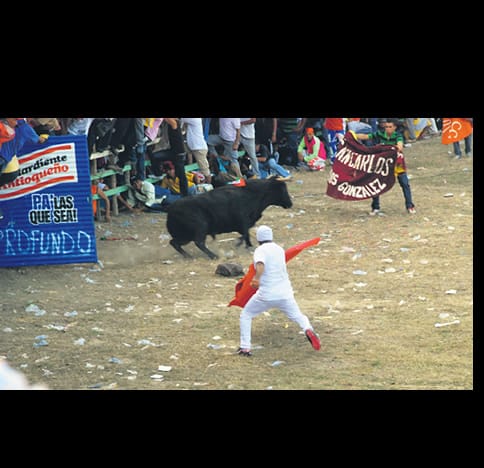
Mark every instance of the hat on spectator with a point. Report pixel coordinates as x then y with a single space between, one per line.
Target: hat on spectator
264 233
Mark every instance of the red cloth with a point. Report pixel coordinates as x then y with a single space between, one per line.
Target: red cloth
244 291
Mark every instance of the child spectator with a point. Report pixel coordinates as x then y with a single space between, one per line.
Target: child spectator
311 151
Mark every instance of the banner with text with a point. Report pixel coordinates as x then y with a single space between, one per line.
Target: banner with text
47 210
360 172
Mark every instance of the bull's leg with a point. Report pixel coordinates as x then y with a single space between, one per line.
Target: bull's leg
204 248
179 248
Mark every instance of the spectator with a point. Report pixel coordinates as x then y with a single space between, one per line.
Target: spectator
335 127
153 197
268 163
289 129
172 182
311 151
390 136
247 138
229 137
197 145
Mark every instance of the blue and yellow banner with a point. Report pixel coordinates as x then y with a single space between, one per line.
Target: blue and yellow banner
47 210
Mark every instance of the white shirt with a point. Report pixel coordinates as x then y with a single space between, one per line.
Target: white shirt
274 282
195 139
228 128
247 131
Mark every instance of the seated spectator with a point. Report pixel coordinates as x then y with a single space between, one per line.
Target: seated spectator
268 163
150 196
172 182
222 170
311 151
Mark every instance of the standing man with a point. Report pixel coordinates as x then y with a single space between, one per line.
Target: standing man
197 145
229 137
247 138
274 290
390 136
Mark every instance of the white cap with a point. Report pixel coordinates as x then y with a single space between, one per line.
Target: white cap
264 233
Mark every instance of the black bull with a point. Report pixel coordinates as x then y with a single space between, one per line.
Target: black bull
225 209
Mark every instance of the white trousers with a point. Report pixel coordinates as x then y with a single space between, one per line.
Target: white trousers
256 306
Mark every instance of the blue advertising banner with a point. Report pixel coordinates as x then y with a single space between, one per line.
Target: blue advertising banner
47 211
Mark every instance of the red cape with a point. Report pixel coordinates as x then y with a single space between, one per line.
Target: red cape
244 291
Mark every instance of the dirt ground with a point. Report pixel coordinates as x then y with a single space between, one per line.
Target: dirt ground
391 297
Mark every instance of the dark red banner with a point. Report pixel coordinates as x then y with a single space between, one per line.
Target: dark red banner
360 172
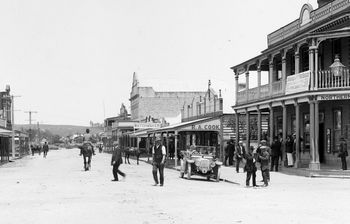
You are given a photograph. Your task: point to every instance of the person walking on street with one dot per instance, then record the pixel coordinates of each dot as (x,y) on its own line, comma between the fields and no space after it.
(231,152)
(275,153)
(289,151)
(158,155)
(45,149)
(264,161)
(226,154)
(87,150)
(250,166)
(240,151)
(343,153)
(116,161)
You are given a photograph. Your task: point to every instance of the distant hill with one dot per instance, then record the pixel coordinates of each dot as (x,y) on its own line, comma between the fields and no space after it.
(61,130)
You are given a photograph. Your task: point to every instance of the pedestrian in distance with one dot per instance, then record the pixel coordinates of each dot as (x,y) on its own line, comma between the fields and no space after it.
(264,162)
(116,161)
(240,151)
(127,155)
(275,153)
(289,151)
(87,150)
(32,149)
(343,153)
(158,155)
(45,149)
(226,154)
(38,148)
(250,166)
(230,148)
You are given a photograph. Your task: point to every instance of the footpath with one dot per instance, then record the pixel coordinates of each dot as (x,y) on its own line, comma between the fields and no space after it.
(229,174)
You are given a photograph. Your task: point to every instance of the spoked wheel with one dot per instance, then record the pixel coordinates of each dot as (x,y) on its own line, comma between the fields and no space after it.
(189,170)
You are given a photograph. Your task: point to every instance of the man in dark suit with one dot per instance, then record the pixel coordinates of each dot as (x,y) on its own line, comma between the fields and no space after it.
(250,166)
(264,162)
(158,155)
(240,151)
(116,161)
- - -
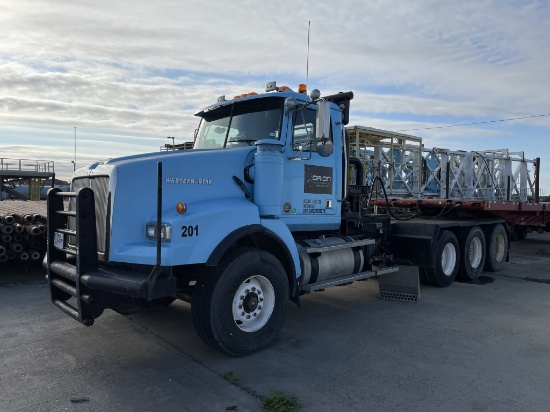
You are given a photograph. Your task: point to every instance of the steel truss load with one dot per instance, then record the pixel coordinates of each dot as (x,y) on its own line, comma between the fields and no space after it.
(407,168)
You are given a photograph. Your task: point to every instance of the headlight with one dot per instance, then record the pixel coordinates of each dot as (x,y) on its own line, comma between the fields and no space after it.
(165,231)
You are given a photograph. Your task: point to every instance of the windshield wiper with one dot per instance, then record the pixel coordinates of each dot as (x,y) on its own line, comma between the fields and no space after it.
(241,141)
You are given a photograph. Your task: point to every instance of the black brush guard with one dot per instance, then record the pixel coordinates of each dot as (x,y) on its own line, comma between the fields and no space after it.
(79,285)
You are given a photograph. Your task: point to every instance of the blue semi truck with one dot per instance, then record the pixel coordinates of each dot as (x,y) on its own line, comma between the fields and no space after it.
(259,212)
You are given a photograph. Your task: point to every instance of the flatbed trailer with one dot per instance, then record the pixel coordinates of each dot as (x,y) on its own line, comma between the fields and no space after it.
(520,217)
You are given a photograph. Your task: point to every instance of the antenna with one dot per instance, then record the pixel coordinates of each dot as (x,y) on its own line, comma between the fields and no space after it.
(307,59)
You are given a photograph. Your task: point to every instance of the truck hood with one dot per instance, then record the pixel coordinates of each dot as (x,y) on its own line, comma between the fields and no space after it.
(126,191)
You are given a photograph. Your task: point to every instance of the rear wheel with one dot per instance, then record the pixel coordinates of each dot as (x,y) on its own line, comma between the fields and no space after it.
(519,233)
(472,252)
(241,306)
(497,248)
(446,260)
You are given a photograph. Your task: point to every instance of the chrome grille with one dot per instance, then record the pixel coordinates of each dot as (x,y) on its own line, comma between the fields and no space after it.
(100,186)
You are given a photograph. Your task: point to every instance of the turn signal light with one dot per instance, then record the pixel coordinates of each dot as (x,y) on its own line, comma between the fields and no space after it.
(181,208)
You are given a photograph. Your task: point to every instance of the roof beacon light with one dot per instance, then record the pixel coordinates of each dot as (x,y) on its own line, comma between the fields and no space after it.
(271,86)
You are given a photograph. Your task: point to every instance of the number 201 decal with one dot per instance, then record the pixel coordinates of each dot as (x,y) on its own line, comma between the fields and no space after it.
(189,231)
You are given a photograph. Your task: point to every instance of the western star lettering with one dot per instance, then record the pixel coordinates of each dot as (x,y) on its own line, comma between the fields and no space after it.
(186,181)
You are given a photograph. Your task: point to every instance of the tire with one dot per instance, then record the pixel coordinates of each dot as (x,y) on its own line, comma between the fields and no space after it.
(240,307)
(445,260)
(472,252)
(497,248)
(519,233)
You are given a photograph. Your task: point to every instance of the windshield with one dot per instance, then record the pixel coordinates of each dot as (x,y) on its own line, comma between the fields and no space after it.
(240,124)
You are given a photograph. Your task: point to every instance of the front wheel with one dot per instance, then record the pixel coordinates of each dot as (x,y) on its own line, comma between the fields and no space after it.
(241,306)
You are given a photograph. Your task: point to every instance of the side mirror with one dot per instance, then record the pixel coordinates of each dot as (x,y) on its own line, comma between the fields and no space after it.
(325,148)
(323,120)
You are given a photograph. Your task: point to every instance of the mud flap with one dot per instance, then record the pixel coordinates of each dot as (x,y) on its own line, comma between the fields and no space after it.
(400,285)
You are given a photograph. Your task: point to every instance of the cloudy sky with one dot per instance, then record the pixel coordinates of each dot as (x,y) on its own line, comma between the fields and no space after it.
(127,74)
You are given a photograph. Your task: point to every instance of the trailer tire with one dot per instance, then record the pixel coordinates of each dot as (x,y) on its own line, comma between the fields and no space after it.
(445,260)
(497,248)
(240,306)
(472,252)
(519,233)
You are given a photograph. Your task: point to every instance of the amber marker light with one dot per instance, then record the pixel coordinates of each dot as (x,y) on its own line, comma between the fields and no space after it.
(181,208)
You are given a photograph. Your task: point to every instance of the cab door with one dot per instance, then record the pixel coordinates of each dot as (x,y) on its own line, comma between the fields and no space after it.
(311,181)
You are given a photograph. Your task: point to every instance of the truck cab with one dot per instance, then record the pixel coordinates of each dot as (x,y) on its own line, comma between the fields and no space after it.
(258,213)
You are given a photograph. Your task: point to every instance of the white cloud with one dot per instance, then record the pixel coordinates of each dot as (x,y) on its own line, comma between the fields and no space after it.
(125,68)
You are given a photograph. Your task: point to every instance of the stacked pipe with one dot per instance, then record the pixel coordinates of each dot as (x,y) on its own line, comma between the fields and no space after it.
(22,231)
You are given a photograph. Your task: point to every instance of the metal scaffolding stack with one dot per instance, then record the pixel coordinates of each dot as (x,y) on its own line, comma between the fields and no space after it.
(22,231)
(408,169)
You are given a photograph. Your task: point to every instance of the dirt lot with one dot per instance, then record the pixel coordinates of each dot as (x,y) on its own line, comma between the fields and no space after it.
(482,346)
- - -
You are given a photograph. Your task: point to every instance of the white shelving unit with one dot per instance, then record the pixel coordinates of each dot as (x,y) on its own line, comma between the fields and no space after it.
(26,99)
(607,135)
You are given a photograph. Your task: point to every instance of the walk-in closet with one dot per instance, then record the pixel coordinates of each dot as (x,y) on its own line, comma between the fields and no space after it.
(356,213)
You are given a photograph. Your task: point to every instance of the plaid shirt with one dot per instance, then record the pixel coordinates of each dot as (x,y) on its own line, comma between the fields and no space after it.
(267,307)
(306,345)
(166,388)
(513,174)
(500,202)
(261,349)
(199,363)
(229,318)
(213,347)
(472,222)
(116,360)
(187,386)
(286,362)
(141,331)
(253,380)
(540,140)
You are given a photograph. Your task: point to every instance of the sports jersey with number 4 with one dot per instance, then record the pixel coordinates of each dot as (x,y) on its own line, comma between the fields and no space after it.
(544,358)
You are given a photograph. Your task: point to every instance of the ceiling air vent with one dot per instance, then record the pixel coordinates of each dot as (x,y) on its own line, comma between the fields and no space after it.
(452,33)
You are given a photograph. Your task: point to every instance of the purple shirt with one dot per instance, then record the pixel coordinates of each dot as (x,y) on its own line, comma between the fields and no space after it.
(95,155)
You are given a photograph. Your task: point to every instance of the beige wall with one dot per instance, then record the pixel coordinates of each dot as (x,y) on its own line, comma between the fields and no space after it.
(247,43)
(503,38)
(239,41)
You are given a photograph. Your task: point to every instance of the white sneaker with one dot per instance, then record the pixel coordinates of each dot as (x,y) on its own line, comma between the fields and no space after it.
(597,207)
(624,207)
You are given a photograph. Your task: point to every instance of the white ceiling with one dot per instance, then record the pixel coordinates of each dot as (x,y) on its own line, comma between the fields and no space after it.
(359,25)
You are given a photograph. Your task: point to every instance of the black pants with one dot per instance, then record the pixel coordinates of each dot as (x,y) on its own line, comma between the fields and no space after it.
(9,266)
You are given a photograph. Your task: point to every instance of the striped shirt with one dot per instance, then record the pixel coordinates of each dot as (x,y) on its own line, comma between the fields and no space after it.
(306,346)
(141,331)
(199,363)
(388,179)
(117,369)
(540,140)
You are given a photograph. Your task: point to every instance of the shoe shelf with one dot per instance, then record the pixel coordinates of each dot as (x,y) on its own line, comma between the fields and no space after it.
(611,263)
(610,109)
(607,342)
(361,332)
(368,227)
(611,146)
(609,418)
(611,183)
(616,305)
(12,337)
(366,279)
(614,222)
- - -
### ZIEL DER AUFGABE
Gib an, wie viele Zeilen des Materials das Wort „bull“ enthalten, und nenne dabei nur die Zahl.

### VOLLSTÄNDIGE AUSGABE
4